What needs to be done
The records below should be written out again, exactly.

Input rows
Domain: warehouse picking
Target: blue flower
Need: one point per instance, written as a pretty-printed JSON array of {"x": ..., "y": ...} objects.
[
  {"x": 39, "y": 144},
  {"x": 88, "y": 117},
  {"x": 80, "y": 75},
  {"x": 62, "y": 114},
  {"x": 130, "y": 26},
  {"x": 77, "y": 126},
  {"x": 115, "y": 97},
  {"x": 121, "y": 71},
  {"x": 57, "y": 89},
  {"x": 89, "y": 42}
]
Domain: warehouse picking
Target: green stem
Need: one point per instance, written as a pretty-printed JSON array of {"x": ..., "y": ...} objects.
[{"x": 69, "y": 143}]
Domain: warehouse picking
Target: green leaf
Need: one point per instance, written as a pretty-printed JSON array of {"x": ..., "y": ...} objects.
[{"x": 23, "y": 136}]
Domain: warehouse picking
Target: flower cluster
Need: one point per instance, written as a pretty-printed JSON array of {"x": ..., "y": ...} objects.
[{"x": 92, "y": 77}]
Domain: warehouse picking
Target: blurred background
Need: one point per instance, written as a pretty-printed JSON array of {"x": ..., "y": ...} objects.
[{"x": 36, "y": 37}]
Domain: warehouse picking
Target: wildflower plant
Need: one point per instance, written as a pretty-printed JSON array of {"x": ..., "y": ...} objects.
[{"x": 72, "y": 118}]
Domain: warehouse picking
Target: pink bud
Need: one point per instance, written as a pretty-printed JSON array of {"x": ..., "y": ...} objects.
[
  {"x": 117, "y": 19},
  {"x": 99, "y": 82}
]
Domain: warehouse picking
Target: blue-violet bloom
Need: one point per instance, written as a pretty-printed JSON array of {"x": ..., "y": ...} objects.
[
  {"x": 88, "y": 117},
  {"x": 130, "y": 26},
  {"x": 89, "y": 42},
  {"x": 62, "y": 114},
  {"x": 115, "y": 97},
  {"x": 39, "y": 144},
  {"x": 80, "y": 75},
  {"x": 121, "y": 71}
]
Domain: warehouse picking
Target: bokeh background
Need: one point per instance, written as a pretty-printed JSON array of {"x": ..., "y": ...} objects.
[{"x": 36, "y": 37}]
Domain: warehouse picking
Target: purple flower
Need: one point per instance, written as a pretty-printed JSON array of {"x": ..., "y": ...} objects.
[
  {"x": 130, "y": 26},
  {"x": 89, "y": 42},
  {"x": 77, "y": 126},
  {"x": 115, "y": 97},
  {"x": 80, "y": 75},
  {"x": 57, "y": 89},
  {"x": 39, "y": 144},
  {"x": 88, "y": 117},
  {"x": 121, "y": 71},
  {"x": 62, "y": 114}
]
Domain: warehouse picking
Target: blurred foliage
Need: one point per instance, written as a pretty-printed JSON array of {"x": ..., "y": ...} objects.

Response to the exercise
Domain: warehouse picking
Target: blue flower
Need: one point per instance, written as a pretty-printed JSON array of {"x": ..., "y": ...} objects.
[
  {"x": 39, "y": 144},
  {"x": 88, "y": 117},
  {"x": 80, "y": 75},
  {"x": 62, "y": 114},
  {"x": 130, "y": 26},
  {"x": 77, "y": 126},
  {"x": 115, "y": 97},
  {"x": 121, "y": 71},
  {"x": 57, "y": 89},
  {"x": 89, "y": 42}
]
Domain: warehouse picking
Target: green stem
Need: one point per instance, written as a pretty-printed JSON array of {"x": ..., "y": ...} objects.
[{"x": 69, "y": 143}]
Domain: warehouse picking
Target: green leaf
Need: one point per instance, written as a pretty-printed JSON array of {"x": ..., "y": ...} objects.
[{"x": 23, "y": 136}]
Domain: warehouse picking
Target: flower cluster
Need: one point per instance, written as a pretty-printed JSON array of {"x": ..., "y": ...} objects.
[{"x": 92, "y": 77}]
Domain: warehouse picking
Target: blurred background
Need: one point per instance, written as a pretty-printed JSON array of {"x": ..., "y": ...} objects.
[{"x": 36, "y": 37}]
Domain: warehouse picking
Target: wildflower plant
Need: one point per instance, written as a pretty-printed JSON array of {"x": ..., "y": ...} objects.
[{"x": 72, "y": 118}]
Domain: warehouse picking
Target: pink bud
Need: one point per instance, written as a pretty-printed JSON array of {"x": ..., "y": ...} objects.
[
  {"x": 117, "y": 19},
  {"x": 99, "y": 82}
]
Domain: warehouse picking
Target: blue-violet bloom
Need: one point per instance, written as a pretty-printed JSON array of {"x": ..., "y": ...} objects.
[
  {"x": 88, "y": 117},
  {"x": 130, "y": 26},
  {"x": 89, "y": 42},
  {"x": 62, "y": 114},
  {"x": 115, "y": 97},
  {"x": 39, "y": 144},
  {"x": 80, "y": 75},
  {"x": 121, "y": 71}
]
Domain: warehouse picking
Target: bokeh background
Need: one point per instance, written as a pretty-printed JSON array of {"x": ..., "y": ...} objects.
[{"x": 36, "y": 37}]
Domain: warehouse picking
Target: purple flower
Need: one point per instance, written as a pretty-printed JSON array of {"x": ..., "y": ...} objects.
[
  {"x": 130, "y": 26},
  {"x": 89, "y": 42},
  {"x": 77, "y": 126},
  {"x": 115, "y": 97},
  {"x": 80, "y": 75},
  {"x": 57, "y": 89},
  {"x": 39, "y": 144},
  {"x": 88, "y": 117},
  {"x": 121, "y": 71},
  {"x": 62, "y": 114}
]
Domain: warehouse picking
Target: blurred foliage
Need: one point per instance, written as a pretty-printed JSON array of {"x": ..., "y": ...} objects.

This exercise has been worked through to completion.